| Passage to read |
"""
How to track your spending without going mad
By Marianne Curphey
You've probably heard this advice: If you want to keep your spending under control, you need to track it.
Yet, just like going on a diet, the concept of trying to impose a strict financial regime can be intimidating.
So how can you track your spending without it becoming a time-eating chore? Here are some tips for getting your outgoings under control -- and keeping them that way.
Understand your spending
Before trying to impose new rules and new budgets, understand why your spending is a problem.
"Our spending patterns are often not regular or consistent, and we spend for emotional, rather than rational reasons," says Karen Pine, professor at the School of Psychology at the University of Hertfordshire and co-author of Sheconomics, a money management book for women. "We all have good days, bad days and stressful days when we feel frustrated, and spending money has become one of the ways we regulate our emotions."
In other words, spending is one of the strategies some have developed to cope with the ups and downs of life, and is, in a real sense, "retail therapy".
"""
Dataset items
"""
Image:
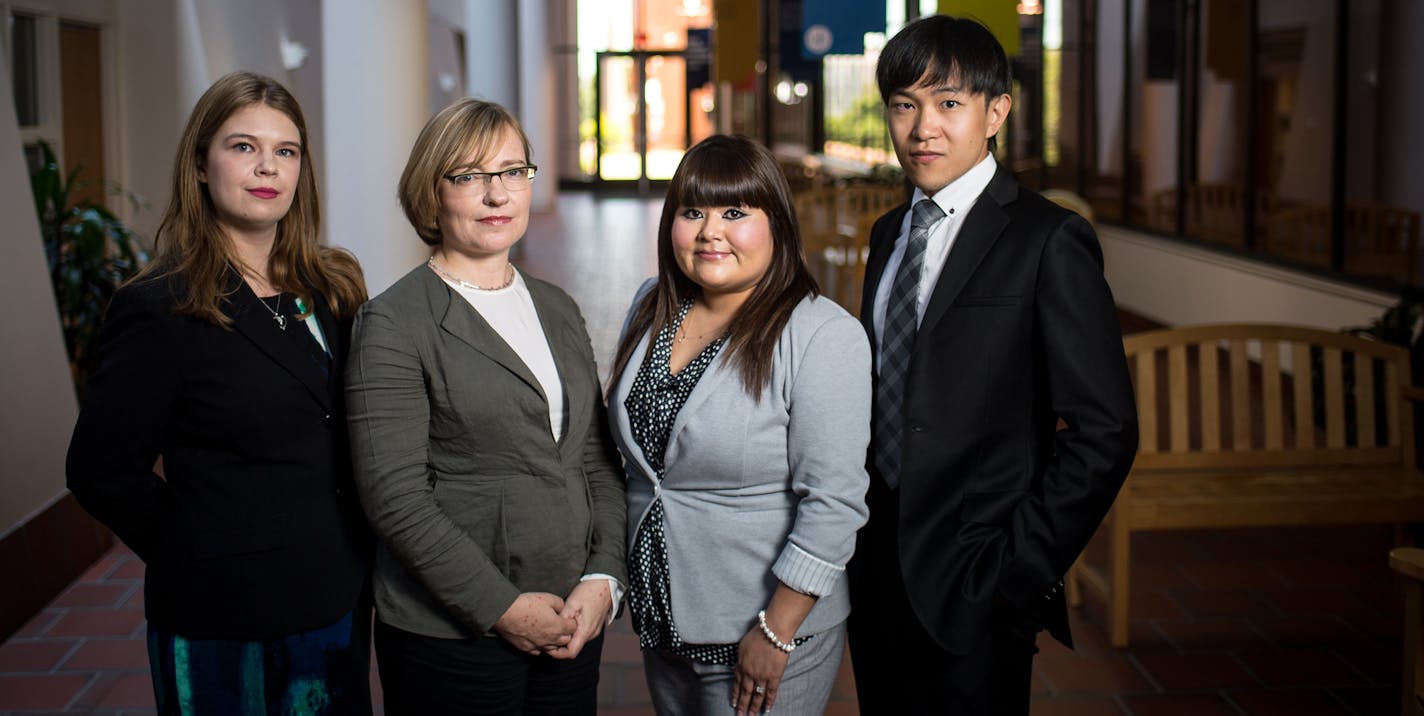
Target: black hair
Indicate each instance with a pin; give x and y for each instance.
(947, 49)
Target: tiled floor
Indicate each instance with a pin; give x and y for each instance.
(1248, 622)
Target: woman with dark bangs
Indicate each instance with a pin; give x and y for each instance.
(741, 402)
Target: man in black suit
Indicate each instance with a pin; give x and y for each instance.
(991, 323)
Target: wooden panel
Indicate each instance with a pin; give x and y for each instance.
(1178, 404)
(1335, 397)
(1364, 402)
(81, 103)
(1270, 393)
(1241, 396)
(1305, 397)
(1147, 402)
(1211, 397)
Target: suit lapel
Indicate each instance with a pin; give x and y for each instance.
(561, 339)
(981, 228)
(255, 323)
(463, 322)
(716, 373)
(623, 423)
(880, 248)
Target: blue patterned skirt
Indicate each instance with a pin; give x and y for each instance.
(323, 671)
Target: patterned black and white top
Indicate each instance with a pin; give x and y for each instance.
(652, 404)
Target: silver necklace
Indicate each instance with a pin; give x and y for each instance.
(276, 313)
(509, 274)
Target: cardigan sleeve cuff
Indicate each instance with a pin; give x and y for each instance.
(806, 574)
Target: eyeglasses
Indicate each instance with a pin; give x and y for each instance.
(514, 178)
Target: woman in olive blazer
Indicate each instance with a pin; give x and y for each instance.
(480, 447)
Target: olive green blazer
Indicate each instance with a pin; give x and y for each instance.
(472, 498)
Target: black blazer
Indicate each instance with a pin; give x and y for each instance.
(1020, 332)
(254, 528)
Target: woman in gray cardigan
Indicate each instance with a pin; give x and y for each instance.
(741, 402)
(482, 450)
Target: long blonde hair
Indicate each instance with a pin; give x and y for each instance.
(191, 244)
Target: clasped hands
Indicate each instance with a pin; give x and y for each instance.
(540, 622)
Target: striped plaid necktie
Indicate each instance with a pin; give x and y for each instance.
(897, 343)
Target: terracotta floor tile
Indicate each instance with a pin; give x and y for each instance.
(1075, 706)
(127, 691)
(1292, 702)
(33, 655)
(108, 654)
(1178, 705)
(98, 622)
(1380, 662)
(1300, 668)
(130, 570)
(1195, 671)
(83, 594)
(1155, 605)
(1370, 701)
(1307, 631)
(40, 692)
(1221, 602)
(39, 624)
(1218, 575)
(1097, 675)
(1211, 634)
(1313, 599)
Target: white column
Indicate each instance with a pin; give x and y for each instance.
(537, 108)
(490, 37)
(375, 90)
(37, 406)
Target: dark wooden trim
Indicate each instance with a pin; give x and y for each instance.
(42, 557)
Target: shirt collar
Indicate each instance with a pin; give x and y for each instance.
(960, 194)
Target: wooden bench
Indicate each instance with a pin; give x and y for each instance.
(1259, 426)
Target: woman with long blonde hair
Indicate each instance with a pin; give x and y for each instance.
(212, 437)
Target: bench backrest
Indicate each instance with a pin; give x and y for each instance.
(1268, 396)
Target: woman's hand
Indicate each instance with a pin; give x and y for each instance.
(533, 624)
(758, 664)
(588, 605)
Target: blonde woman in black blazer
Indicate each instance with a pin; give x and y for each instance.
(222, 363)
(482, 451)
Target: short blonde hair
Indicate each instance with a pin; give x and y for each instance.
(466, 128)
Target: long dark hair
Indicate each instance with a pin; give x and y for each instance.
(190, 241)
(729, 171)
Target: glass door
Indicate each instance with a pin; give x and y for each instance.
(642, 118)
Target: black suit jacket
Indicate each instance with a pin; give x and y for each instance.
(254, 528)
(1020, 332)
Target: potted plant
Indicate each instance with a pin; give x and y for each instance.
(90, 254)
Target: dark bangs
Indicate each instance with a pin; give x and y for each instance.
(943, 50)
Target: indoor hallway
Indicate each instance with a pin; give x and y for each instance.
(1226, 622)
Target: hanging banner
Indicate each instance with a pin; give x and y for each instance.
(736, 41)
(1000, 16)
(839, 26)
(791, 60)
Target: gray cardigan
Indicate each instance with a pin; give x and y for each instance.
(469, 493)
(758, 493)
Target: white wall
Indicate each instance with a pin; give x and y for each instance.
(375, 59)
(1176, 283)
(37, 406)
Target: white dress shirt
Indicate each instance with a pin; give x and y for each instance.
(956, 199)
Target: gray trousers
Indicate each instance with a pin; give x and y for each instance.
(682, 686)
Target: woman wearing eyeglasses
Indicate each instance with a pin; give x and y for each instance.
(480, 447)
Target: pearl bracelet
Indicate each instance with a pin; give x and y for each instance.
(761, 621)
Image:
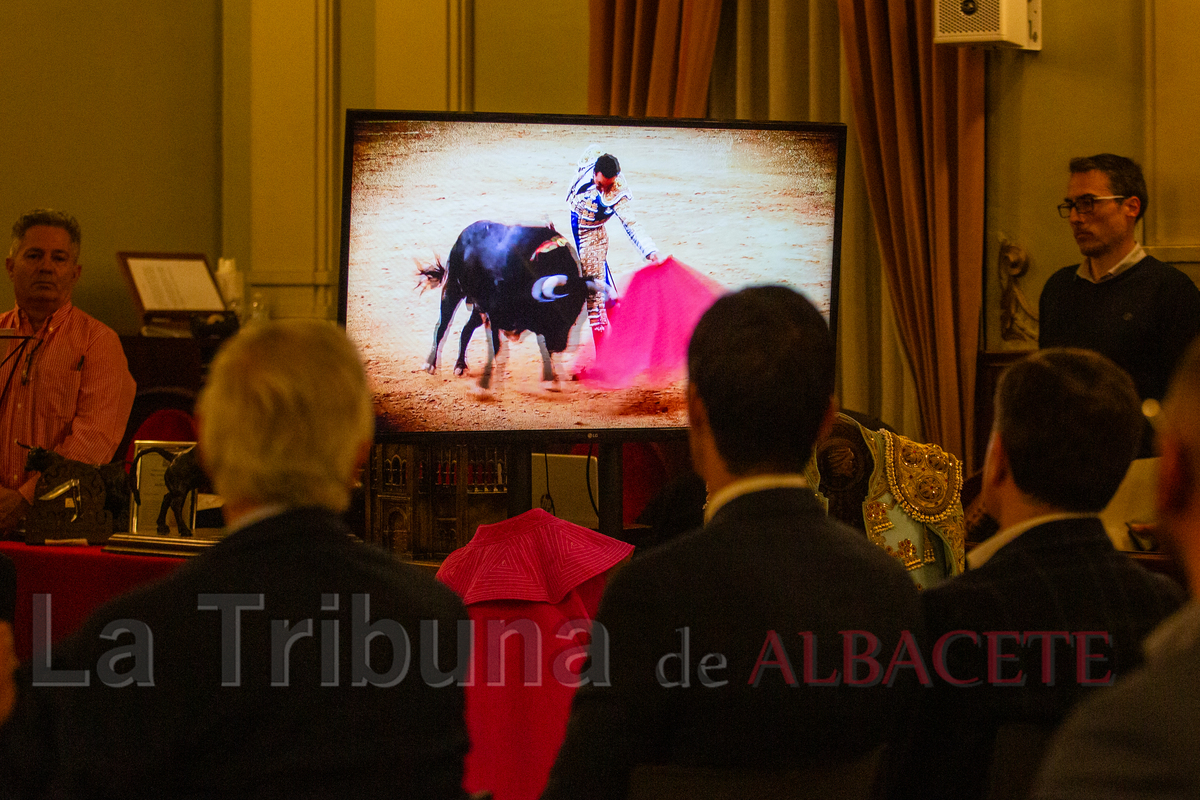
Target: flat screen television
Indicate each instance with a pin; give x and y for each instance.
(733, 203)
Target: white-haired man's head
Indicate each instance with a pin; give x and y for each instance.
(286, 416)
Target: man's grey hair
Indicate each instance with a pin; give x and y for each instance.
(45, 217)
(283, 415)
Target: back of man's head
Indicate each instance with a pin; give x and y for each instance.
(1125, 175)
(1071, 422)
(285, 414)
(46, 217)
(762, 364)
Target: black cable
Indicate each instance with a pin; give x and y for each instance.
(547, 501)
(16, 353)
(587, 479)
"""
| Exercise set |
A - In the article on tracking spending, rewrite the paragraph beginning "Our spending patterns are often not regular" as a shorter paragraph that keeps its main facts.
B - Reproduce everything in the article on tracking spending from "Yet, just like" down to "is a problem.".

| Per-task outputs |
A - Karen Pine, a professor at the University of Hertfordshire's School of Psychology and co-author of the women's money management book Sheconomics, says our spending is often irregular and inconsistent and is driven by emotion rather than reason. Everyone has good, bad and stressful days, and spending money has become one way we regulate our emotions.

B -
Yet, just like going on a diet, the concept of trying to impose a strict financial regime can be intimidating.
So how can you track your spending without it becoming a time-eating chore? Here are some tips for getting your outgoings under control -- and keeping them that way.
Understand your spending
Before trying to impose new rules and new budgets, understand why your spending is a problem.